- TÂCHES À RÉALISER -
1. Recopiez sans rien changer le passage de l'entretien sur la reconversion professionnelle qui va de « Marion de La Forest Divonne : Je suis » à « s’armer de patience. ».
2. Prolongez l'entretien sur la reconversion professionnelle en reprenant juste après sa dernière phrase.

Réinventer sa vie professionnelle avec Marion de la Forest Divonne

Marion de la Forest Divonne

Auteure, illustratrice, spécialiste en développement personnel, journaliste et passionnée de nos vies intérieures, Marion de La Forest Divonne est tout cela à la fois. Tout au long de son parcours, elle n’a eu de cesse de se reconvertir, ou plutôt de « se réinventer ». Au détour d’évènements qui marquent sa vie professionnelle comme personnelle, elle saisit l’occasion de s’approcher chaque fois un peu plus de sa destination : trouver sa voie, se sentir à sa place. Dans son premier ouvrage Réinventer sa vie professionnelle… Quand on vient de la commencer (paru aux éditions Eyrolles), Marion invite le lecteur à faire le point sur sa vie et se recentrer sur soi pour mieux « révéler la pépite qui est en vous. » Rencontre. 

Vous avez entrepris deux reconversions professionnelles avant de trouver votre voie. Comment savoir si on est vraiment à sa place ?  Comment être sûre que l’on ne passe pas à côté de soi ?

Marion de La Forest Divonne : Je crois que, précisément, quand on est à sa place au travail, on ne se pose pas la question de savoir si on l’est ou non. Il y a une sorte d’évidence, de fluidité au quotidien qui naît d’un alignement personnel. Il n’y a pas de questionnement, ni de peur de passer à côté de soi. 

A contrario, on peut voir apparaître des symptômes lorsqu’il y a un manque d’alignement entre ce que l’on fait dans sa vie professionnelle et qui l’on est. Ça se caractérise physiquement par un manque d’énergie, une forme de lassitude et de désintérêt. En résumé, il y a un mal être physique qui reflète un mal être professionnel. Si on n’est pas à l’écoute de soi, on peut observer un glissement du mal être vers la déprime, l’irritabilité ou l’épuisement jusqu’au stade ultime qui est le burn out. Ce désalignement personnel, je l’ai ressenti dans mon premier job. J’ai entrepris de me reconvertir mais j’ai voulu aller trop vite, j’ai pris la fuite sur un coup de tête. Je n’avais pas pris le temps de sonder vraiment ce pour quoi j’étais faite. Résultat, je me suis heurtée au même désalignement et j’ai raté ma première reconversion.

Mini Guide Reconversion professionnelle

Dans votre premier ouvrage, vous invitez le lecteur à « révéler la pépite » qui est en lui. Comment identifier notre zone d’excellence, ce qui nous fait vibrer professionnellement ? 

Marion de La Forest Divonne : Je suis intimement persuadée qu’on a chacun une zone d’excellence, cette fameuse « pépite » qui se cache en nous. Quelque part, il y a un métier qui est fait pour nous, c’est certain. Or, il arrive parfois qu’on se soit éloigné de nous-même dans nos études, ou notre parcours professionnel et cela a pu fragiliser notre confiance en nous. C’est comme si cette pépite était entourée d’une énorme nébuleuse et qu’on ne la percevait plus du tout. Pour aller rechercher la pépite qui est en nous, il faut s’armer de patience.

- DONNÉES FOURNIES -
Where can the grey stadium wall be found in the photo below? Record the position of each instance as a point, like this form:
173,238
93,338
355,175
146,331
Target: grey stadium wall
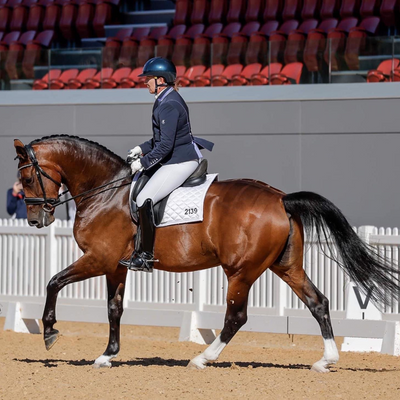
341,141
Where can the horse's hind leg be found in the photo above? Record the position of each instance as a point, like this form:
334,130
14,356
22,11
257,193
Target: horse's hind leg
116,290
235,318
290,269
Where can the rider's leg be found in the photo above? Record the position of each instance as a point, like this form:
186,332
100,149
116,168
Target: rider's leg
162,183
165,180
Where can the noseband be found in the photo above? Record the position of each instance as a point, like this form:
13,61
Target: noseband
48,203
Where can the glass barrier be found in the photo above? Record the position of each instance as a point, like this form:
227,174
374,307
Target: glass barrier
240,62
356,59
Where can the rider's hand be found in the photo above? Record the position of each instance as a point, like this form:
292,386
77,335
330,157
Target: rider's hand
133,154
136,166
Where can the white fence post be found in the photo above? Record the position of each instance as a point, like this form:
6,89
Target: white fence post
189,329
51,266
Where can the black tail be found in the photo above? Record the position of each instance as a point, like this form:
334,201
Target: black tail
364,266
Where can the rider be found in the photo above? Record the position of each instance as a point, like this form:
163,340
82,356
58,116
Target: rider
170,157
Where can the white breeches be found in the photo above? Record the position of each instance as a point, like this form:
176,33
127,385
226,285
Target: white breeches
165,180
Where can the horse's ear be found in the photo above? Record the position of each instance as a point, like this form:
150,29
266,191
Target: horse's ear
20,149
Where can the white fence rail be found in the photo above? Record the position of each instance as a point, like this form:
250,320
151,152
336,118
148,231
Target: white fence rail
30,257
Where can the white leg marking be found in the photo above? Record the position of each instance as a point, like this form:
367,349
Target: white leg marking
331,356
104,361
210,354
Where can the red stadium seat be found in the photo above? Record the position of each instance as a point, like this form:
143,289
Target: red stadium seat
133,80
218,11
239,41
15,54
273,10
187,79
165,43
369,8
291,10
36,15
205,79
220,42
350,8
201,49
290,74
200,12
6,11
254,10
42,84
95,82
296,41
356,41
114,80
225,78
262,78
311,9
277,40
384,72
62,80
183,45
183,10
67,25
34,52
244,78
390,13
336,43
20,15
106,13
236,11
316,44
78,81
84,18
8,39
330,9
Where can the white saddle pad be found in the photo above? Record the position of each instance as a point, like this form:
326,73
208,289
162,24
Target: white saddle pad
186,204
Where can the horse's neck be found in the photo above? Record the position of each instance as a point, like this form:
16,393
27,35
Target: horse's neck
87,169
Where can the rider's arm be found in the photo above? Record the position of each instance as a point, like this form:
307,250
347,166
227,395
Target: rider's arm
169,117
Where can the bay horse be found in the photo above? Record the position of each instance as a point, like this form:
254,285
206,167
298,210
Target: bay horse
248,227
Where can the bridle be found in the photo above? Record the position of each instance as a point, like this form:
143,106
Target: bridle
50,203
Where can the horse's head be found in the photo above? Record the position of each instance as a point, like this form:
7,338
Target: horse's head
41,182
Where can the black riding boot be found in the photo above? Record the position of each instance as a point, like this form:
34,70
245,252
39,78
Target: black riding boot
143,258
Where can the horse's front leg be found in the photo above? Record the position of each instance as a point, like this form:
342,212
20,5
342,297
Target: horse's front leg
235,318
116,290
82,269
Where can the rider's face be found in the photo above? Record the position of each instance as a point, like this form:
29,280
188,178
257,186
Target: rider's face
151,84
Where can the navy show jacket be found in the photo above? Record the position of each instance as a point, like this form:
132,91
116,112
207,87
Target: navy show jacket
172,140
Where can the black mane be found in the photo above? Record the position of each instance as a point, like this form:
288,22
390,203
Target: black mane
79,139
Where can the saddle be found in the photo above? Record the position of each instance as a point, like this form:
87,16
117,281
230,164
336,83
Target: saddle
198,177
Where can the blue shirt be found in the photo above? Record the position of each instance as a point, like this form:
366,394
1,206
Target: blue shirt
172,140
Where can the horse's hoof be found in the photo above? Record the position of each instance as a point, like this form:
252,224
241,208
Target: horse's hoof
193,365
102,365
51,340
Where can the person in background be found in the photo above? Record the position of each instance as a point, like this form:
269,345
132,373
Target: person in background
15,200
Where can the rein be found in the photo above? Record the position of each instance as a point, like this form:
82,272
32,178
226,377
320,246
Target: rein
49,204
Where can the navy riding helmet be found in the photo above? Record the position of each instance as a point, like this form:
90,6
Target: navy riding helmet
159,66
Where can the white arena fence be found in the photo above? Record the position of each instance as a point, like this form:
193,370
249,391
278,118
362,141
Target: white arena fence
193,301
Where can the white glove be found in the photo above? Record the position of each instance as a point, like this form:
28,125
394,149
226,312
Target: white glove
136,166
134,154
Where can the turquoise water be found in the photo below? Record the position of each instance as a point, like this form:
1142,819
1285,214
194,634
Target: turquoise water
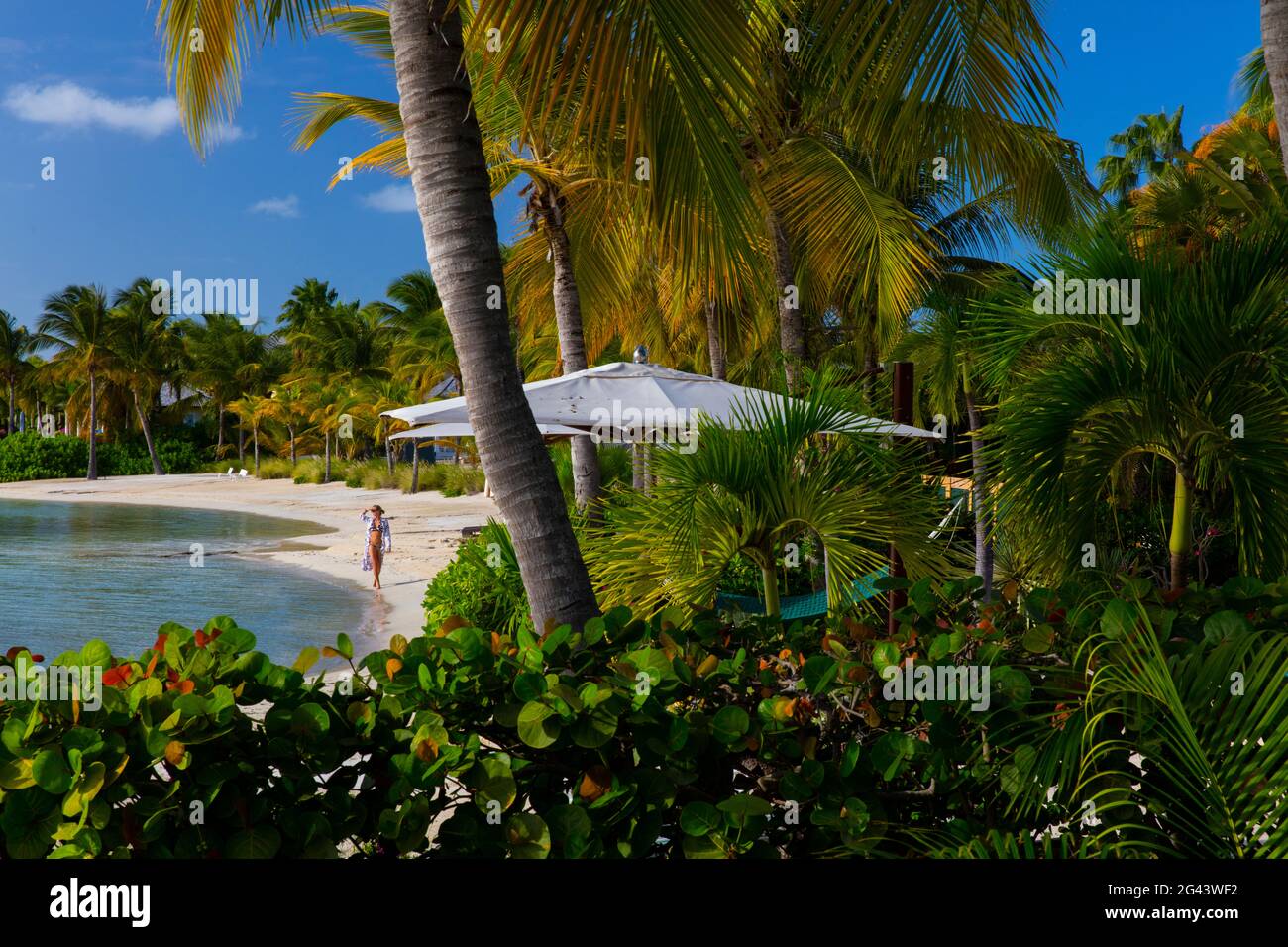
69,573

- LES RÉPONSES -
1.
Marion de La Forest Divonne : Je suis intimement persuadée qu’on a chacun une zone d’excellence, cette fameuse « pépite » qui se cache en nous. Quelque part, il y a un métier qui est fait pour nous, c’est certain. Or, il arrive parfois qu’on se soit éloigné de nous-même dans nos études, ou notre parcours professionnel et cela a pu fragiliser notre confiance en nous. C’est comme si cette pépite était entourée d’une énorme nébuleuse et qu’on ne la percevait plus du tout. Pour aller rechercher la pépite qui est en nous, il faut s’armer de patience.

2.
D’abord, il est nécessaire de prendre du recul sur soi et faire place à l’introspection. C’est un processus de quête intime qui demande du temps. On peut s’interroger sur soi : « Quelles activités nous procurent de la joie ? », « Qu’aimions-nous faire quand on était enfant ? » « Quels sont nos loisirs ? » Et ne pas hésiter à nourrir ses réflexions de lectures, de podcasts, entreprendre un bilan de compétences, ou se faire accompagner par un coach. Cette quête de notre zone d’excellence est un mélange de patience, d’actions et de réflexions. C’est important d’allier l’action à la réflexion en menant une enquête de terrain : rencontrer des personnes qui exercent les métiers qui nous intéressent, tester ces métiers au travers d’un stage. Il faut de l’introspection, mais c’est tout aussi important d’avoir du concret.

Vous ne parlez pas de reconversion professionnelle, mais de réinvention. « Se réinventer » dans son travail, ça veut dire quoi ?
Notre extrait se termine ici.